文章節選:

黑格爾說,陰陽觀念是中國人智慧的“全部科學”,這里指的正是中國哲學中的陰陽辯證法。若對中國二、三千來的辯證法發展史作一次總觀,就不難發現中國的辯證法思想也是一門思維發達、條理清晰和博大精深的學說體系,相比之下,我們把黑格爾說成是一名“站在歷史巨人肩上的小孩”并不為過。我們今天所說的唯物辯證法或“科學的辯證法”實際上直接改造于黑格爾,其與儒學辯證法的關系是一個否定之否定的過程,這意味著“科學的辯證法”在更高的基點上改造了黑格爾,因而也就內在地包含和超越了儒學的陰陽辯證法。

眾所周知,馬克思在《資本論》中正是利用辯證法才揭示了隱藏在商品中的矛盾,從而發現了剩余價值及其規律,并進一步揭示了資本主義社會的一切矛盾。因此,恩格斯在《自然辯證法》中指出,所謂主觀辯證法即辯證的思維,不過是客觀辯證法在人們思維中的反映而已。

很簡單的例子莫過于一塊磁鐵,截然對立的兩極就存在于同一個物體之中,無論你怎么將它分解,原來的兩極仍然不變。然而,事實上正是中國人在全人類首先認識到了磁鐵的這種特性才發明了指南針,中國人對大自然中“到處盛行的”客觀的陰陽關系具有最敏銳的經驗觀察能力,客觀辯證法最早反映到中國人的頭腦中來的,從而形成了中國哲學中的邏輯——這就是中國人超越形式邏輯的根深蒂固的辯證思維邏輯。

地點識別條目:
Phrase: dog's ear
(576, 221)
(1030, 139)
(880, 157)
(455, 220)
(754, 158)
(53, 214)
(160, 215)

任務說明:
- A) 根據這段關於辯證法的文字,馬克思是在哪部著作中利用辯證法揭示了隱藏在商品中的矛盾?
- B) 請一字不差地照抄這段關於辯證法的文字中的一部分,從包含“黑格爾說,陰陽觀念是中國人智”的文字開始,到“含和超越了儒學的陰陽辯證法。”為止。
- C) 請列出這段關於辯證法的文字中出現的所有人名。
這些條目與這段關於辯證法的文字毫無關聯。

各題答案:
- A) 《資本論》

- B)
黑格爾說,陰陽觀念是中國人智慧的“全部科學”,這里指的正是中國哲學中的陰陽辯證法。若對中國二、三千來的辯證法發展史作一次總觀,就不難發現中國的辯證法思想也是一門思維發達、條理清晰和博大精深的學說體系,相比之下,我們把黑格爾說成是一名“站在歷史巨人肩上的小孩”并不為過。我們今天所說的唯物辯證法或“科學的辯證法”實際上直接改造于黑格爾,其與儒學辯證法的關系是一個否定之否定的過程,這意味著“科學的辯證法”在更高的基點上改造了黑格爾,因而也就內在地包含和超越了儒學的陰陽辯證法。

- C) 黑格爾、馬克思、恩格斯